# Data provided
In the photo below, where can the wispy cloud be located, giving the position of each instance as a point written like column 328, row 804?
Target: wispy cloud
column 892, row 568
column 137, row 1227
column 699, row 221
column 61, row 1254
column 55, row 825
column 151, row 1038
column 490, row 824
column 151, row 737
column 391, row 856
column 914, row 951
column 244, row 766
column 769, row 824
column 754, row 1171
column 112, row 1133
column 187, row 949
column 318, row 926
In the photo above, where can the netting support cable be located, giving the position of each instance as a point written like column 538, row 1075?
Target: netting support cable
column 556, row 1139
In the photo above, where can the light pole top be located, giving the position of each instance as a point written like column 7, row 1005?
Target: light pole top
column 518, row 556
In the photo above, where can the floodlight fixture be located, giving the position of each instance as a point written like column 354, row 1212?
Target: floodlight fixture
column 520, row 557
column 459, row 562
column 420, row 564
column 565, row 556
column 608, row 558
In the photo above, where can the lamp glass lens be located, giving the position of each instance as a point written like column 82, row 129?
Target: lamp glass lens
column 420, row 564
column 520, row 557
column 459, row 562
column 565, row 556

# Exercise
Copy the rows from the line containing "In the photo above, where can the light" through the last of the rows, changing "floodlight fixture" to "flood lamp" and leaving everything else as it is.

# Full answer
In the photo above, where can the light pole top be located, giving the position of each instance as a point written like column 7, row 1005?
Target: light pole top
column 518, row 556
In the photo above, where can the flood lamp be located, giving the position of each instance as a point written like column 354, row 1212?
Target: flood lamp
column 520, row 557
column 459, row 562
column 420, row 564
column 565, row 556
column 608, row 558
In the photo above, where can the lamp glass lens be located, giving the position of each instance as a point written like column 82, row 129?
Target: lamp glass lens
column 420, row 564
column 520, row 557
column 459, row 562
column 565, row 556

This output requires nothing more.